Document passage:
Chance encounter allowed Thomas Burchfield to meet organ recipient

Published: April 21, 2020   
Courtesy Thomas Burchfield
Thomas Burchfield (left) donated his kidney to a stranger, Travis Jackson, a minister in Texarkana, Texas.

HOT SPRINGS — Last year Travis Jackson wasn’t sure where his life was going. His kidneys had failed.

The 35-year-old father of three young children was staying alive through six years of daily treatments, including dialysis. Jackson, executive pastor of the Church on the Rock in Texarkana, Texas, had the support of his church members and his family while he waited for a replacement kidney. And he prayed.

Around the same time Thomas Burchfield, 31, a member of Holy Cross Church in Sheridan, was preparing to become a kidney donor at the University of Arkansas for Medical Sciences Medical Center in Little Rock. He was to be an anonymous donor.

“We were a match,” Jackson said. “It was an answer to my prayers. Thomas said, ‘God told me to do it.’ I am so grateful to him,” he said, noting he is grateful to God and to Burchfield.

“I always wanted to be an organ donor. I wanted to do it because Christ suffered for us,” Burchfield said. “My suffering in surgery was nothing compared to Christ’s suffering on the cross.”

Task prompt: Please carry on the kidney donation story from the point where it stops. Ignore the data that follows; it has nothing to do with this.

Data supplied:
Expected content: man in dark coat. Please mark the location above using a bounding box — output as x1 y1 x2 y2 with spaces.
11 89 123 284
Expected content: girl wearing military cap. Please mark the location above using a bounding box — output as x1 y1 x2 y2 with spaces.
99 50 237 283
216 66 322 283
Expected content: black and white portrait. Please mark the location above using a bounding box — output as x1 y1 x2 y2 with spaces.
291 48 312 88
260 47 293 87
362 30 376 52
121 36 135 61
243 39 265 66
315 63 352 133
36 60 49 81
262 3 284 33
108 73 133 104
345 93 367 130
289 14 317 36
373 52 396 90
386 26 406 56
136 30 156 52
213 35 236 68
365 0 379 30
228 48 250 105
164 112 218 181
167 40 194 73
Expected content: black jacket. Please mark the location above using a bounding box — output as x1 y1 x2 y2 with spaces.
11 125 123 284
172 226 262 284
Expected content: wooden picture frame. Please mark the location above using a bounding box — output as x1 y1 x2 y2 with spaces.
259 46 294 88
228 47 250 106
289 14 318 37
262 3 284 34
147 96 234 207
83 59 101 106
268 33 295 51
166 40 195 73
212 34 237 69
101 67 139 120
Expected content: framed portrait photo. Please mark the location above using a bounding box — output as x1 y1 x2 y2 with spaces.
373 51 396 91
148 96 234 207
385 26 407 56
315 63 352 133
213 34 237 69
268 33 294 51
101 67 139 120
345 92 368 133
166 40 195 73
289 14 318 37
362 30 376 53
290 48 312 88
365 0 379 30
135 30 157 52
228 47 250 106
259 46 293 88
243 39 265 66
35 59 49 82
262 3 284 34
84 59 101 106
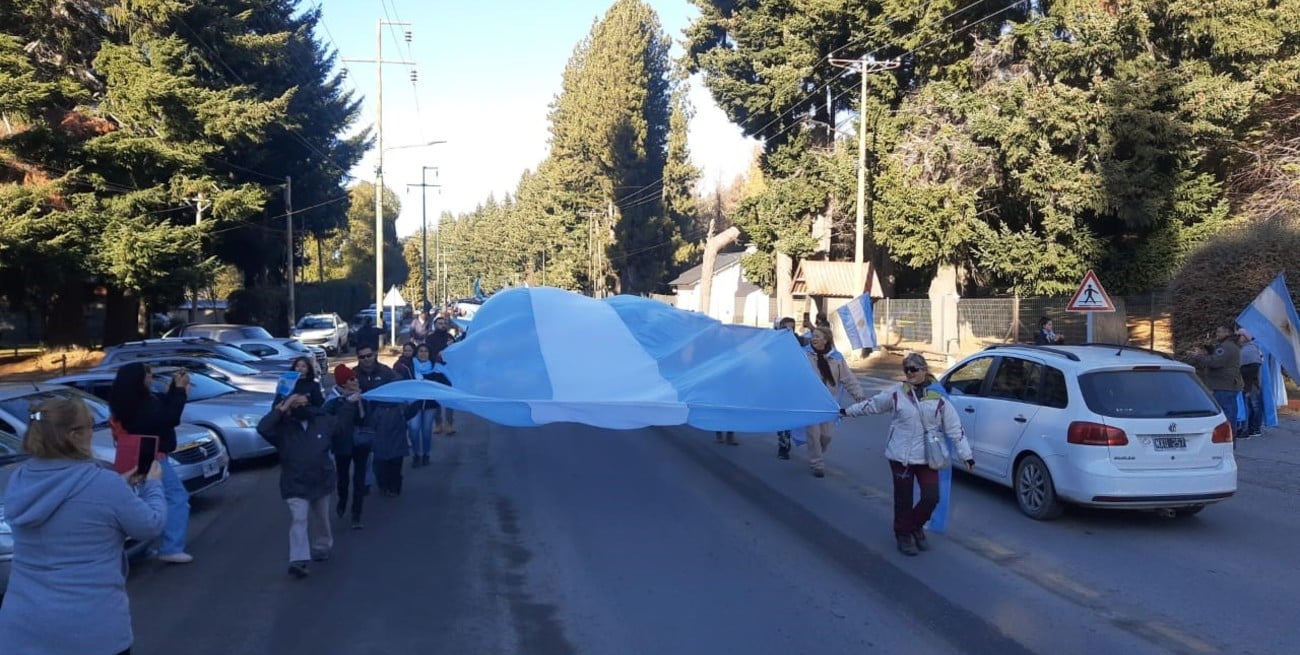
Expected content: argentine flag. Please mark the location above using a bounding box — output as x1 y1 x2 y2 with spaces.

Reply:
Burchfield is a unique individual because he donated an organ to a stranger. Normally organ donors are relatives or friends. April is National Donate Life Month to promote organ donors and to honor people, like Burchfield, who are live donors.

Burchfield has served as Holy Cross parish council chairman and vice chairman and oversees the parish cemetery. He is married to Alexis Burchfield, a youth counselor, and they are foster parents to a 1-year-old boy.

Burchfield said he told only his wife about becoming a donor and the surgery to remove his left kidney in May 2019.

“I didn’t tell my family until the day before the surgery,” he said.

Burchfield said he met Jackson accidentally when their paths crossed at UAMS. They have since become friends.

“I didn’t regret doing it at all,” Burchfield said. “I gave Travis a new life for him and his family. His quality of life has improved. He could have died.”

Jackson said that from his wheelchair he hugged Burchfield in the medical center hallway when he realized that Burchfield donated his kidney.

“God will bless him for this,” Jackson said. “God can tell when you do something from the heart.”